(The input begins)
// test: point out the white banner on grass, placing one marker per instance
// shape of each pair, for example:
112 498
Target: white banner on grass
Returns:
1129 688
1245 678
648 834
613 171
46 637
(The input ends)
■ Work required ■
Please repeat the material in full, keeping it exact.

■ Answer to this task ■
// test: point out the white banner on grass, placing one marker per instance
// shape of each pair, for example:
112 498
Target: white banner on grass
Returns:
1129 688
1245 678
648 834
613 171
46 637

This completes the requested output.